=== EXERCISE MATERIAL ===

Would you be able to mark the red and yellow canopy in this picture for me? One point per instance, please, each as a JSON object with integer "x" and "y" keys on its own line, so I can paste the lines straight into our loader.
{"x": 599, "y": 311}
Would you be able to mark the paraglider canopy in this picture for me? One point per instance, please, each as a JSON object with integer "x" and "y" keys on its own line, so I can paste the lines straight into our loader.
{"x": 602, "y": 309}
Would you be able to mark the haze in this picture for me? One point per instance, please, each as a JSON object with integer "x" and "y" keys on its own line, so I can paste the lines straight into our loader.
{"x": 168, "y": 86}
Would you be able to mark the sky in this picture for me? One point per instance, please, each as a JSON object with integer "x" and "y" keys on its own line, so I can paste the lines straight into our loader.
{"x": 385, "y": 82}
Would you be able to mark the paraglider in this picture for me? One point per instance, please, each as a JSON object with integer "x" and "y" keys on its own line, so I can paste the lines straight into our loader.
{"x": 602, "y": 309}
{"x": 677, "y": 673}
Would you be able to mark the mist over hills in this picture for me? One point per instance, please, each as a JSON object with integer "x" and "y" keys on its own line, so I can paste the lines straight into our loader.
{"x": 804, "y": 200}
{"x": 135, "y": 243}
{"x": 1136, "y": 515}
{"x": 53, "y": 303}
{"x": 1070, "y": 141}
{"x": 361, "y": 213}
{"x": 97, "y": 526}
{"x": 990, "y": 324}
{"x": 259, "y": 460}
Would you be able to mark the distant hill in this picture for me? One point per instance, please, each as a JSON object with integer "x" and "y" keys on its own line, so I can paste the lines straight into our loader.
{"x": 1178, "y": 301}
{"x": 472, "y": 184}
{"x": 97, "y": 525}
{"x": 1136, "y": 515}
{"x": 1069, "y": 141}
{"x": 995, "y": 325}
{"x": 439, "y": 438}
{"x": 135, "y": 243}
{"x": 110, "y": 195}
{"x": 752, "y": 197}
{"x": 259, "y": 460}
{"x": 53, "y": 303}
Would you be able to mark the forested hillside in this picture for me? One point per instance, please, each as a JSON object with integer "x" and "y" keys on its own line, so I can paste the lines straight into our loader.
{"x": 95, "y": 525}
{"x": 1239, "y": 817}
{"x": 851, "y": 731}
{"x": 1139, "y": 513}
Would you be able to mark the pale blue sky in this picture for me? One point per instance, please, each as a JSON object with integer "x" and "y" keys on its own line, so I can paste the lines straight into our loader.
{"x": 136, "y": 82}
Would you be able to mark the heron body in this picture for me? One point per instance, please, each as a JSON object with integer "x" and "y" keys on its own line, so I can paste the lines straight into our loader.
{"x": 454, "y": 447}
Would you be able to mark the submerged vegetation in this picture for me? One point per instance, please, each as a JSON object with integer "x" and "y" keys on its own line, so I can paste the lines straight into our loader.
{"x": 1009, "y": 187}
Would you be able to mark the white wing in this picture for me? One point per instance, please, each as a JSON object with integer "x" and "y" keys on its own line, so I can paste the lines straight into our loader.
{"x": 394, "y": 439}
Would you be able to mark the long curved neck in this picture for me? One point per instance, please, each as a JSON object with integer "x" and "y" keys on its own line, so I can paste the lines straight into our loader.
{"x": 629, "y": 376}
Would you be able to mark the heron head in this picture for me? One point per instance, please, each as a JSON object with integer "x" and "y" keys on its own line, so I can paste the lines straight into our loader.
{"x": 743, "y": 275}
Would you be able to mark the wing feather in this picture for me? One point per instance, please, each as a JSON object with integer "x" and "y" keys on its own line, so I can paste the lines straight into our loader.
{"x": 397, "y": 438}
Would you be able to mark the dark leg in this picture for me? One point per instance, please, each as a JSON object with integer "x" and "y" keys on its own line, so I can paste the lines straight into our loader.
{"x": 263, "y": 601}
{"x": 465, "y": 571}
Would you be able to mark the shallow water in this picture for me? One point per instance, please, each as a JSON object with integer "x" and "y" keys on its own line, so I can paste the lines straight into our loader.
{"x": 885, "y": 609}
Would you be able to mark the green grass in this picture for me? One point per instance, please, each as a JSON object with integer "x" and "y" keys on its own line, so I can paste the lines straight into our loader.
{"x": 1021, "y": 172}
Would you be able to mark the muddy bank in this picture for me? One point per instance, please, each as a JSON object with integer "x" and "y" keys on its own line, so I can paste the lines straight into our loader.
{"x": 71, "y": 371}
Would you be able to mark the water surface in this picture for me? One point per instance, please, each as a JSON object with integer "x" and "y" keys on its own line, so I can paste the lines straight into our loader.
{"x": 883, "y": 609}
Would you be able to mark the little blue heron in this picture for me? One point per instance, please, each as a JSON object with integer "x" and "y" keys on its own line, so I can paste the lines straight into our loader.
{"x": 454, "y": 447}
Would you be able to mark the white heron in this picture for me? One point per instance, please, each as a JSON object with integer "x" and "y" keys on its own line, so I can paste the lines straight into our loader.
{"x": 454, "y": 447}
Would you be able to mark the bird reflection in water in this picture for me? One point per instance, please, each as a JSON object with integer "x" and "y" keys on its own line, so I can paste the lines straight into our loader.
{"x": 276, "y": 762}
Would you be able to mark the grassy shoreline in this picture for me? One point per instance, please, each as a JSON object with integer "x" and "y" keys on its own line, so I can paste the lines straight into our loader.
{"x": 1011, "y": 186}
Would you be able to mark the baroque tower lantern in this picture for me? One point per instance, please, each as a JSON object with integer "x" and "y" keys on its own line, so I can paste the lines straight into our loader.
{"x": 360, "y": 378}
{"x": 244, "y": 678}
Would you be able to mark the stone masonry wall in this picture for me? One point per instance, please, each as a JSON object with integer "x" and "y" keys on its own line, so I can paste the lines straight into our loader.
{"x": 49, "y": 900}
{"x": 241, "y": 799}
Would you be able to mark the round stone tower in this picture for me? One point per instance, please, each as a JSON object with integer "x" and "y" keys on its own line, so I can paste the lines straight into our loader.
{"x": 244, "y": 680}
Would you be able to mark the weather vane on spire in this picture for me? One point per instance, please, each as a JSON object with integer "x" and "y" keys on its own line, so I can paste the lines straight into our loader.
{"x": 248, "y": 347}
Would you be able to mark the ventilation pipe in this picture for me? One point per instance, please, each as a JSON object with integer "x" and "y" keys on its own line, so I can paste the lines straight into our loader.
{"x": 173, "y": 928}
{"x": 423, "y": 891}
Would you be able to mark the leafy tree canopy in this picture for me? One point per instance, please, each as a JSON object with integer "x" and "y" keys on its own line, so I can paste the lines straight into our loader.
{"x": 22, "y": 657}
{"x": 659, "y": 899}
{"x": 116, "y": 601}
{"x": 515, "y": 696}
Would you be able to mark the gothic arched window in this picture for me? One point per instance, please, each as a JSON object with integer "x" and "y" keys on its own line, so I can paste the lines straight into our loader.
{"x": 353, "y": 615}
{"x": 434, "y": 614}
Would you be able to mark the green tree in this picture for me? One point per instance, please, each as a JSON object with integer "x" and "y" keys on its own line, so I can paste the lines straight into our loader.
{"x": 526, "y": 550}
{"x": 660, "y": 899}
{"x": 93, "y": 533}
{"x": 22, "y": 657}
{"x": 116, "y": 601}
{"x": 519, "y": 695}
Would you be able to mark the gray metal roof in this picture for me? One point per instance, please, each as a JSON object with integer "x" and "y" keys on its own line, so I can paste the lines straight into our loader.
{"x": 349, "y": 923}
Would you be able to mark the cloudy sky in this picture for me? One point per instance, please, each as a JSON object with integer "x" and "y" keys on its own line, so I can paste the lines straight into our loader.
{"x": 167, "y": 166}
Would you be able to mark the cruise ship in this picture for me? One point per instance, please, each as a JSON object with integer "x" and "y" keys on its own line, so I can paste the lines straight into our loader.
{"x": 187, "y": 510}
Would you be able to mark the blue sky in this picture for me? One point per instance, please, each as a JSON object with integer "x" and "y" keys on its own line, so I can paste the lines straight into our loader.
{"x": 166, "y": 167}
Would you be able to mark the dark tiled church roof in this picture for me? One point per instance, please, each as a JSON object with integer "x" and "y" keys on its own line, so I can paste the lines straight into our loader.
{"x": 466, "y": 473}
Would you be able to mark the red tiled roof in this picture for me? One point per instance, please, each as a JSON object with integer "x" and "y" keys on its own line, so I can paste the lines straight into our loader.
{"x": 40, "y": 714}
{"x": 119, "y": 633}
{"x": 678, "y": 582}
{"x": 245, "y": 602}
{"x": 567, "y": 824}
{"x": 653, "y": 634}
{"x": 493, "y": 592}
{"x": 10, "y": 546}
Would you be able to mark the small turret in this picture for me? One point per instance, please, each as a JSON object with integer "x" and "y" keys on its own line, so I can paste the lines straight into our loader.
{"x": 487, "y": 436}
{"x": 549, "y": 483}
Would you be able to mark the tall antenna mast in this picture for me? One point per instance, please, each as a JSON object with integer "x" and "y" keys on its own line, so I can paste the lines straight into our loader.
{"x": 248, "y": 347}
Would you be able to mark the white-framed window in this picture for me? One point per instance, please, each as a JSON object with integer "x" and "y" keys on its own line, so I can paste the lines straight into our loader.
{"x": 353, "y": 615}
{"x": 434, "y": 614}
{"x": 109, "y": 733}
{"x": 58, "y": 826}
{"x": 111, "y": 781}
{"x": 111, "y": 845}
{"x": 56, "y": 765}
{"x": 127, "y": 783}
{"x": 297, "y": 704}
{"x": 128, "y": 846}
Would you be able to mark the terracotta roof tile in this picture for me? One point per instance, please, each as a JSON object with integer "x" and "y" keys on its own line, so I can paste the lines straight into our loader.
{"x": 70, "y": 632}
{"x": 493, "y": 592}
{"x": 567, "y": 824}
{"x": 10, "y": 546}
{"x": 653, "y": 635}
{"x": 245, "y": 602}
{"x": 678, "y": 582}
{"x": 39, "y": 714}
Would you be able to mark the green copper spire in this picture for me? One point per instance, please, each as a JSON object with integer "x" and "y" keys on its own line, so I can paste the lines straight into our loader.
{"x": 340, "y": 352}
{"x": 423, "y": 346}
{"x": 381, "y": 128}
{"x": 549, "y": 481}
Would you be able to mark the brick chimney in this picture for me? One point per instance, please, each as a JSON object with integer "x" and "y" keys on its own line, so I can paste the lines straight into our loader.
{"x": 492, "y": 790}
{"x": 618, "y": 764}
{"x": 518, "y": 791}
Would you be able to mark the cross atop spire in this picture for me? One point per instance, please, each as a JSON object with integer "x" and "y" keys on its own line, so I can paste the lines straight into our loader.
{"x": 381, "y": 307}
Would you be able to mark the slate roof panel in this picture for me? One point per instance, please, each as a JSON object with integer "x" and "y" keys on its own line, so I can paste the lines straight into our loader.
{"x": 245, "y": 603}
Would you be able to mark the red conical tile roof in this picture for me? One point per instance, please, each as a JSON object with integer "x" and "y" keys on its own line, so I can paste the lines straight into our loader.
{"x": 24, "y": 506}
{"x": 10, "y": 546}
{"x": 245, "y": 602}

===

EXERCISE DETAILS: Turn everything from the line containing "Would you be able to mark the slate" down to the end of the records above into a Markdown table with the columns Row and Line, numbering each line and leaving out blank lines.

REPLY TO THE TASK:
| Row | Line |
|---|---|
| 1 | Would you be able to mark the slate roof panel in this picture for me? One point per instance, please, each as a JSON object with integer "x" and "y" keys on its own line, so I can paste the lines straight into our loader. |
| 2 | {"x": 245, "y": 603} |
| 3 | Would you be able to mark the red conical tile roof in this picture for me? One point per instance, please, each as a JSON object with integer "x" and "y" keys on its own line, so I can paste the lines straight into our loader. |
| 4 | {"x": 24, "y": 506} |
| 5 | {"x": 10, "y": 546} |
| 6 | {"x": 245, "y": 602} |